HONG
KONG - Just when it looked like China's impending
change in leadership would be an unremarkable
procession of boring old men draped in dark suits,
a political earthquake in the southwestern
municipality of Chongqing may have canceled the
orderly parade.
At the center of the
controversy is - yet again - charismatic Chongqing
Communist Party chief, Bo Xilai, who has made no
secret of his desire to jump
into China's charmed circle of power - the
nine-person Politburo Standing Committee - at the
coming autumn's party congress.
The
irrepressible Bo, 63, has revived the
revolutionary songs and spirit of Mao Zedong and
ridden a massive anti-crime campaign in once
triad-riddled Chongqing to gain national and
international attention and thereby crash his way
into the battle for a seat on the Standing
Committee.

• [Entries supplied]

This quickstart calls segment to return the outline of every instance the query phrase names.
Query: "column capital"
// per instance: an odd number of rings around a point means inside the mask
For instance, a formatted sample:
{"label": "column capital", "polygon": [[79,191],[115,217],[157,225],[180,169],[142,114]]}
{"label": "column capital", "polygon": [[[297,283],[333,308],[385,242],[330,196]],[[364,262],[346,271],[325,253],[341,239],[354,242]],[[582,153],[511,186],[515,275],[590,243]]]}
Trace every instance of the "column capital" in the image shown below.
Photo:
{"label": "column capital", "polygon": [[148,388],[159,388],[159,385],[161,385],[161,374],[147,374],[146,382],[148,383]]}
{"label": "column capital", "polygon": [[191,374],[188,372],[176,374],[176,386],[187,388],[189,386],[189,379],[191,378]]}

• [Task details] According to the Chongqing article, which body does Bo Xilai hope to join at the coming autumn's party congress? Answer from the Chongqing article alone, not from the material.

• [Written solution] The nine-person Politburo Standing Committee.